Extract provided:
^^^^

His reassurance that it is not yet Kristallnacht in Paris sounds less convincing than he evidently hopes, especially when he mounts a particularly strained argument. In order to prove that French Jews enjoy a fundamental security—despite the threat that Vals denounced—Lévy paints a picture of a “Jewish France”; French Jews should not feel endangered because France, so he wants to claim, is fundamentally Jewish. His proof: the eleventh-century Bible commentator Rashi drew on medieval French vocabulary; the early modern political theorist Jean Bodin invoked the Hebrew Bible; and the great modernist novelist Marcel Proust, son of a Jewish mother, enriched French literature.

^^^^

Task objective:
Continue the passage about Lévy's argument for a "Jewish France," starting after its last sentence. The items that come next are taken from a separate source.

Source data
^^^^

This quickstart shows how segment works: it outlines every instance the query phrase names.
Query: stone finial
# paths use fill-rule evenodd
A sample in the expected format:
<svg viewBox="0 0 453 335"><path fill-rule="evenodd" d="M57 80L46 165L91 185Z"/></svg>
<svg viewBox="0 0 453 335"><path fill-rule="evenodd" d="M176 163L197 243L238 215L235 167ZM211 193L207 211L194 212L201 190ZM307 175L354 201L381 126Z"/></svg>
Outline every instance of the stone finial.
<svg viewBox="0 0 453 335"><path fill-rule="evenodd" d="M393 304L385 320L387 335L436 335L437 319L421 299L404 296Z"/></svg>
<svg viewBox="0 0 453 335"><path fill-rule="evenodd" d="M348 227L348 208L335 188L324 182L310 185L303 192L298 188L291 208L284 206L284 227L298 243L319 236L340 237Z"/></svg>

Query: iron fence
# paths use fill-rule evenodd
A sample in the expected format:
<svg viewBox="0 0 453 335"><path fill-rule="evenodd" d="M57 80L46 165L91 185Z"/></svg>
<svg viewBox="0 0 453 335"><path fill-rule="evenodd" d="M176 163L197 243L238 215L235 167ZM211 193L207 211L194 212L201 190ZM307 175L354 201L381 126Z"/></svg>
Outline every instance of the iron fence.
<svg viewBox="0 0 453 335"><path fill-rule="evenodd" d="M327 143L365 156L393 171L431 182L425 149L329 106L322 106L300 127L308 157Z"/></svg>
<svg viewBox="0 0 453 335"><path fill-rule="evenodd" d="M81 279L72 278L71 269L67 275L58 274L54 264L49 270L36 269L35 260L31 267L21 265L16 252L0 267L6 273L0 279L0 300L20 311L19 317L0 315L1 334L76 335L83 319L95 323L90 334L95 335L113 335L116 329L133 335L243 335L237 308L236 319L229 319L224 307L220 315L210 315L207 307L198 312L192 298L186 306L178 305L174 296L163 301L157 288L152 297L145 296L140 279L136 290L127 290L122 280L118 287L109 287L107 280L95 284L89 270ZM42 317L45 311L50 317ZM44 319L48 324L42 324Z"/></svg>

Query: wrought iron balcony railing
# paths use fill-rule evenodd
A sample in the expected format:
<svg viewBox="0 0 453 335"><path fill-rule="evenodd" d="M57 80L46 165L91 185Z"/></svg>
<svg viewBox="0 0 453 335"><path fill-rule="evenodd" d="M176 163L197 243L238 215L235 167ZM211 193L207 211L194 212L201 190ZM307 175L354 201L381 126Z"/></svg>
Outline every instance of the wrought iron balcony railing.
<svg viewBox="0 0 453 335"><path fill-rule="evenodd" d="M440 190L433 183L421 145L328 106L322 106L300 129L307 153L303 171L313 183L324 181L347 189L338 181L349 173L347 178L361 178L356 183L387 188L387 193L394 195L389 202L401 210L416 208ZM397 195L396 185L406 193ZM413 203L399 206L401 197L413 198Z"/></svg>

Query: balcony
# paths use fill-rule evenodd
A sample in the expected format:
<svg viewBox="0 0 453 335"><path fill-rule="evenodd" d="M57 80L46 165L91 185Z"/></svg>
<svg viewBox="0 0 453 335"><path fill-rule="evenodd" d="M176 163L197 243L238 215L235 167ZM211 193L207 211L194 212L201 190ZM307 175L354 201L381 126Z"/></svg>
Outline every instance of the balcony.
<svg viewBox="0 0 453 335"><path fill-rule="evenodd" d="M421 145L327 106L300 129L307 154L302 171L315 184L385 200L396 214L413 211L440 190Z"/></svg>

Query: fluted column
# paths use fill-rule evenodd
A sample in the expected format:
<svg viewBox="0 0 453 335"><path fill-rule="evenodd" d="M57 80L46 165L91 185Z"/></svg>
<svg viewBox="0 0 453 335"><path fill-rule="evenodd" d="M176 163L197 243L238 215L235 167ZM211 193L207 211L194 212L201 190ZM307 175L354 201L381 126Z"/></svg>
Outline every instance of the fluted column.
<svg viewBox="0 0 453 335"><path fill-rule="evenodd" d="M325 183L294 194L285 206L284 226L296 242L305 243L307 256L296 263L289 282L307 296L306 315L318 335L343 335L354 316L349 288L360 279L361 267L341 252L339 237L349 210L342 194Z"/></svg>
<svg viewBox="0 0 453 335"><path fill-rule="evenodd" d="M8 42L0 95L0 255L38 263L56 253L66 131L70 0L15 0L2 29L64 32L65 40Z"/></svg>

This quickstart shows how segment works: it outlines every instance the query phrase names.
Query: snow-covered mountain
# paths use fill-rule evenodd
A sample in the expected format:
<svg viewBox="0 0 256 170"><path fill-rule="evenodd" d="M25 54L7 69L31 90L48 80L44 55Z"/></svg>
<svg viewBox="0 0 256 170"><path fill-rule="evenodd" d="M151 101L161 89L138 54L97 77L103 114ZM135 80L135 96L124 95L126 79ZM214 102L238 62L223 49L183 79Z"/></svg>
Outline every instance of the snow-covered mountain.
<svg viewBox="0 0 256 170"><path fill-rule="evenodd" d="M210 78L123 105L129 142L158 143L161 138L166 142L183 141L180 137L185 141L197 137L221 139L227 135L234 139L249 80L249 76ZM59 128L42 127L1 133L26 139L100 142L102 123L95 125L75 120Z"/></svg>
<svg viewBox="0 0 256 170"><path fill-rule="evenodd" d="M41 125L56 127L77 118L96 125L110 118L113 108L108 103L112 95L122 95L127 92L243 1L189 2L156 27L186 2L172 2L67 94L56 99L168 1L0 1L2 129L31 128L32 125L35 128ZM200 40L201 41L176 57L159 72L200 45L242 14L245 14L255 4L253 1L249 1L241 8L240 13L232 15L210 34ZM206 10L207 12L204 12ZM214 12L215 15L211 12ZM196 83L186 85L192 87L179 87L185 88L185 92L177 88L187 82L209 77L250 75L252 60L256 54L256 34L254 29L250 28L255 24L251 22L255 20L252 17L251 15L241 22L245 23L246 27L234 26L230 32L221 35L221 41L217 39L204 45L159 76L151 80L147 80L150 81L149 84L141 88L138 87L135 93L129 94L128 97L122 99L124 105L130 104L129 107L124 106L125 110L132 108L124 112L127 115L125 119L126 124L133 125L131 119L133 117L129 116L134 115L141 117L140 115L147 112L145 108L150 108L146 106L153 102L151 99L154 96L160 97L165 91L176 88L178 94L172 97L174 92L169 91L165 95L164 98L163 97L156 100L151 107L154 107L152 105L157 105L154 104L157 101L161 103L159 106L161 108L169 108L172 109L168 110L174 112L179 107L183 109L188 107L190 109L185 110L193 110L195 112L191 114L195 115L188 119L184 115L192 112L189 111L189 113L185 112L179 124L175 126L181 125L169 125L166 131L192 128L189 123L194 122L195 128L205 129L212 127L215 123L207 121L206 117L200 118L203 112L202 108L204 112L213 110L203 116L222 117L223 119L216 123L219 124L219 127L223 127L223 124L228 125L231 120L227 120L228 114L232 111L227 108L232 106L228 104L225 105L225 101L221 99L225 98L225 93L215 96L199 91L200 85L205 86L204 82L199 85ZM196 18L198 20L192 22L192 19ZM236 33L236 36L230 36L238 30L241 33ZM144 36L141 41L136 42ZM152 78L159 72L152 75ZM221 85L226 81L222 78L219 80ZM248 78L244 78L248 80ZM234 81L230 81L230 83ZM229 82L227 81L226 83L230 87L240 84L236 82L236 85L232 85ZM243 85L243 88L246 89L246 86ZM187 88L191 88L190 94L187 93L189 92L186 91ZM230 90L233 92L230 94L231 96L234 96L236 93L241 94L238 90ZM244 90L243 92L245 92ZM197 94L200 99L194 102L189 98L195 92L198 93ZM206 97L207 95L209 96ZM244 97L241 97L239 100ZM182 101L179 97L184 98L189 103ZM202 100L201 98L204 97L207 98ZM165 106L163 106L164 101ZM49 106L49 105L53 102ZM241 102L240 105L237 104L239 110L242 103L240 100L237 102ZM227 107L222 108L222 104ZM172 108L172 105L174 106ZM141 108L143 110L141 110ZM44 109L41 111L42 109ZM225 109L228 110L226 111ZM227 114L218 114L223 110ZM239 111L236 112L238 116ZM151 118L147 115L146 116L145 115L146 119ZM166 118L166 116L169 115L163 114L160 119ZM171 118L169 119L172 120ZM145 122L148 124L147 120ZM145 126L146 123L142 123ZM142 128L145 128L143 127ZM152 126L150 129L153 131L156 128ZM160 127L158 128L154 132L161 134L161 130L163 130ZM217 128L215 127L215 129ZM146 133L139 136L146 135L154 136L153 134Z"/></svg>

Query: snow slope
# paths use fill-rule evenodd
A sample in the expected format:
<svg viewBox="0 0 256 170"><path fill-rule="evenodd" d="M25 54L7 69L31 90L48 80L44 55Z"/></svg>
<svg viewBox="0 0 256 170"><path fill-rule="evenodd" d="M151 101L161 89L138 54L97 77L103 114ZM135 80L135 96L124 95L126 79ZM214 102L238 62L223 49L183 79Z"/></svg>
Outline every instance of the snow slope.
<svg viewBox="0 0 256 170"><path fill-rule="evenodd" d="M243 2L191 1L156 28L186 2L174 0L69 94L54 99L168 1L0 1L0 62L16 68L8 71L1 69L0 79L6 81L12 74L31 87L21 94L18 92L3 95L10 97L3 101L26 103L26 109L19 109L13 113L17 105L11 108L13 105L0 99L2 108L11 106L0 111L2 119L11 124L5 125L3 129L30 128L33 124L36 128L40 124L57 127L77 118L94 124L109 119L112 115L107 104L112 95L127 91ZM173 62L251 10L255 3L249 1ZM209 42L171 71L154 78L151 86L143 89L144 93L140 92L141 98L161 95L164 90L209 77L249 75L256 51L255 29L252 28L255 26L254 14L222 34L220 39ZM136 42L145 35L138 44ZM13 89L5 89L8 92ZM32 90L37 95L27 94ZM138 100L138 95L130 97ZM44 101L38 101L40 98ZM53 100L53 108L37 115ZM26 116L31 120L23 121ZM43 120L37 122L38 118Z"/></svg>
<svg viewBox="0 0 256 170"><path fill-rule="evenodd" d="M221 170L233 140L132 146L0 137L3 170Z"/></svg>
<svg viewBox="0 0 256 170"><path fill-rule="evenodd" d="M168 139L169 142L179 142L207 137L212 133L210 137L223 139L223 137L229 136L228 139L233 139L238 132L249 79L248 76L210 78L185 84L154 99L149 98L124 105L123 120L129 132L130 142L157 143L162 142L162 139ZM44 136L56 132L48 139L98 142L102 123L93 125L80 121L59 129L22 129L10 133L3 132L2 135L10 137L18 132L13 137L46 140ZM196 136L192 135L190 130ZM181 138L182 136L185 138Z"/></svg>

^^^^

Written answer:
One can admire Lévy’s creative intellectual history (and his discussion of the anti-Semitic novelist Céline’s rivalry with Proust is compelling indeed), but invoking these legacies as a defense against contemporary anti-Semitism strikes this reviewer as a clear sign of desperation. The public intellectual’s appeal to a glorious history of writing from Rashi to Proust is very much an exclusively intellectual answer and an elite one at that. It has nothing to offer to the likes of Ilan Halimi, the French Moroccan Jew, a street-level cell phone salesman in Paris, kidnapped, tortured, and killed in in 2006 because his abductors assumed they could extort his family, known to be Jewish and therefore presumed to be rich.
The second half of The Genius of Judaism heads off in another direction altogether, building on Lévy’s idiosyncratic reading of the Book of Jonah and the prophet’s mission to speak to the city of Nineveh. With characteristic modesty, Lévy reads himself into that prophetic calling, where he finds his obligation to denounce injustice and defend universal human concerns. That agenda frames his discussion of his support for the French initiative in Libya that ended the Ghaddafi regime. That episode in particular has come to represent the failure of western engagements in the Arab world, but Lévy’s retrospective defense of his advocacy is convincing: “the spectacle of columns of tanks speeding toward a city—Benghazi—with the intention of destroying it” made “nonintervention unthinkable.”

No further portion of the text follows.